Stored items
-------------------------

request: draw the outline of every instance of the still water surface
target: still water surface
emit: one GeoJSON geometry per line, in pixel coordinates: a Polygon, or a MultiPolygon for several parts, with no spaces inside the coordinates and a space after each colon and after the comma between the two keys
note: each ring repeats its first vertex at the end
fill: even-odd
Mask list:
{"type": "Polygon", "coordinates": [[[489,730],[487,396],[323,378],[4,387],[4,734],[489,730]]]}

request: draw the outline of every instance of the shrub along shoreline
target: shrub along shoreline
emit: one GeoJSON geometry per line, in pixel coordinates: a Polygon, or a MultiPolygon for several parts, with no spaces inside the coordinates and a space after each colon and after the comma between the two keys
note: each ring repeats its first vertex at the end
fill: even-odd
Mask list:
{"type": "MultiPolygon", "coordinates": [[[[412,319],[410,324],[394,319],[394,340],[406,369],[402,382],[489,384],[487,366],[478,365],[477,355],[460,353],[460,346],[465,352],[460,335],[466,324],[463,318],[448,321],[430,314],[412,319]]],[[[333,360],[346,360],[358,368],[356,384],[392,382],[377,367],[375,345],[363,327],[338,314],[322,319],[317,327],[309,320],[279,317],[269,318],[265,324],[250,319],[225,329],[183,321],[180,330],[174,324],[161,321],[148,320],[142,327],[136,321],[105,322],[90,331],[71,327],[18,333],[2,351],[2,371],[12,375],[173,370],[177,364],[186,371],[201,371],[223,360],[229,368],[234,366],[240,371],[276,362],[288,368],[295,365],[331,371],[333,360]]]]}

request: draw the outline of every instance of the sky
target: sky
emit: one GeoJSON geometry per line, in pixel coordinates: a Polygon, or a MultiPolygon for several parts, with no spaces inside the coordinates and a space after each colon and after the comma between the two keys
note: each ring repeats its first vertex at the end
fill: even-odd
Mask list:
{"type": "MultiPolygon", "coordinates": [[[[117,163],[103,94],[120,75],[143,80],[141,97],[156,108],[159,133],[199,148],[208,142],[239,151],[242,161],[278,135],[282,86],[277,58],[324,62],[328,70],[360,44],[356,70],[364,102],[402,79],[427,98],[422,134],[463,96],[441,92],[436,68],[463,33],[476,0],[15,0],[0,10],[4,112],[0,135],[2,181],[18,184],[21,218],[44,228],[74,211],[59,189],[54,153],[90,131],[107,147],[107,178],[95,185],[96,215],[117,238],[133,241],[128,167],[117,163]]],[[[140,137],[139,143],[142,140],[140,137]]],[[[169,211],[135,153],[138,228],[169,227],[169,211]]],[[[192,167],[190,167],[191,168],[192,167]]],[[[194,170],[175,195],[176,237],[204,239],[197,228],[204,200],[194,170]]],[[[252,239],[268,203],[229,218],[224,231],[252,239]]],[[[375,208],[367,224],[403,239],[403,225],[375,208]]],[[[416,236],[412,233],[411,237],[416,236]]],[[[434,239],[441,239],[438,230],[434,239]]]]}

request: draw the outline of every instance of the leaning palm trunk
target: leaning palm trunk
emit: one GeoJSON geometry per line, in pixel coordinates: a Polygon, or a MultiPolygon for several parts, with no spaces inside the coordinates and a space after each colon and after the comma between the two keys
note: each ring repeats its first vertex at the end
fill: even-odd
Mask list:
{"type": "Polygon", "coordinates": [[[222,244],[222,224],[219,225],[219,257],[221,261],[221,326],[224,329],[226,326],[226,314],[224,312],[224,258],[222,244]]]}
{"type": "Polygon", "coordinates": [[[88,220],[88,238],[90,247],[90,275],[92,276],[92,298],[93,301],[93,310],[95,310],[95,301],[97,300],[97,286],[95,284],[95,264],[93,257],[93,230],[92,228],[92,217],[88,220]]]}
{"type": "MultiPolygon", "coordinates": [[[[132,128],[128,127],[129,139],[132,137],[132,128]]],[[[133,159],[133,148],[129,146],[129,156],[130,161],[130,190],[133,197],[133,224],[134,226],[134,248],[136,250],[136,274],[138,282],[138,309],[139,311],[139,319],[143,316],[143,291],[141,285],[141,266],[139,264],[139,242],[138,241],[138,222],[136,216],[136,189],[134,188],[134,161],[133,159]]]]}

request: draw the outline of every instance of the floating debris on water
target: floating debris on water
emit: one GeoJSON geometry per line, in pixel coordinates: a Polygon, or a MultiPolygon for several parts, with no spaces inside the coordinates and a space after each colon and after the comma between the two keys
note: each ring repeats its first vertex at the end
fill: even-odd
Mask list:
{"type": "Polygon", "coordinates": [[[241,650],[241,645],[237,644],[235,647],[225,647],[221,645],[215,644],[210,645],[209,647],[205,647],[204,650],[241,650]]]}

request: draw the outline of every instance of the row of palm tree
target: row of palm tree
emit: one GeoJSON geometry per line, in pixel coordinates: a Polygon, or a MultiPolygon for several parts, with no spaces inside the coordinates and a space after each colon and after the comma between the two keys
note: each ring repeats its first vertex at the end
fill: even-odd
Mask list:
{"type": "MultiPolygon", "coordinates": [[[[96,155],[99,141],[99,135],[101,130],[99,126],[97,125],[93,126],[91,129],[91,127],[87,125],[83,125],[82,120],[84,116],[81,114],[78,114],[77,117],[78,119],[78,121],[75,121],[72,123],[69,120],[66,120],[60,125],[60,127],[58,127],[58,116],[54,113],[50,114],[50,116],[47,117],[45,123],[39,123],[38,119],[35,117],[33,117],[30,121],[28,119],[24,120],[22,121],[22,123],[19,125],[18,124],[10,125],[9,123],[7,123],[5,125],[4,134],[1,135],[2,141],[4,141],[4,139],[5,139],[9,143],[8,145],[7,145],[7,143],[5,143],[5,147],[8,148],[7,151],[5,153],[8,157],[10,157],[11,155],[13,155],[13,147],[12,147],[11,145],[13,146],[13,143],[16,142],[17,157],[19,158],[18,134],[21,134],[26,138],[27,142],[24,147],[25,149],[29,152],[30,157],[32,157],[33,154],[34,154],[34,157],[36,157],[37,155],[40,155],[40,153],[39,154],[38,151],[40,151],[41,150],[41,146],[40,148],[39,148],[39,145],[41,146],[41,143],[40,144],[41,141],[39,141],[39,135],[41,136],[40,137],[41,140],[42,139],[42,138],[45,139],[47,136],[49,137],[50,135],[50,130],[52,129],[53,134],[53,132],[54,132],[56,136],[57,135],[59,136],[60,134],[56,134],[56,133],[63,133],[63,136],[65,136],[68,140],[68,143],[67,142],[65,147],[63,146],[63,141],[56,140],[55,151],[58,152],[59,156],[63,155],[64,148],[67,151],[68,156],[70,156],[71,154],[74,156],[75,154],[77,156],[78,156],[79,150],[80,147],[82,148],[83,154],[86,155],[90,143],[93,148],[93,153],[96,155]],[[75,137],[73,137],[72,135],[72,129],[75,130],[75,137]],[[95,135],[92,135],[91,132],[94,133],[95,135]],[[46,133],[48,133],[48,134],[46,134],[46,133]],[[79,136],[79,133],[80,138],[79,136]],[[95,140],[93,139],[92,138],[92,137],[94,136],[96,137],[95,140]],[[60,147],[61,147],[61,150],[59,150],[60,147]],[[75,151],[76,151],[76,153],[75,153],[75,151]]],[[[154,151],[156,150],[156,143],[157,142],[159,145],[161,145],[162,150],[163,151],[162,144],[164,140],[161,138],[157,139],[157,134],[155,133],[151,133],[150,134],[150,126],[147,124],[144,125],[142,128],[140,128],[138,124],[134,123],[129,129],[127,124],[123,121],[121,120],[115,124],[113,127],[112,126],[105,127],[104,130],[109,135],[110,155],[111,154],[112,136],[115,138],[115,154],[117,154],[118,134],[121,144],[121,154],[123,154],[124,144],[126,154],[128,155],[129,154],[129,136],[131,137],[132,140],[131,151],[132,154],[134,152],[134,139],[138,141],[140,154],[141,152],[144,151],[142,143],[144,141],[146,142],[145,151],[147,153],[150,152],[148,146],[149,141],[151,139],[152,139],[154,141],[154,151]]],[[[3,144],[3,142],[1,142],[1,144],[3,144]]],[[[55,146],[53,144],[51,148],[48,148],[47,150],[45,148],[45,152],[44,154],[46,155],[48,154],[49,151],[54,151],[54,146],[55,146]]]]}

-------------------------

Filter the records above, keeping only the lines that contain the string "along". Copy each of those lines. Case counts when matching.

request: draw the outline of every instance of the shrub along shoreline
target: shrub along shoreline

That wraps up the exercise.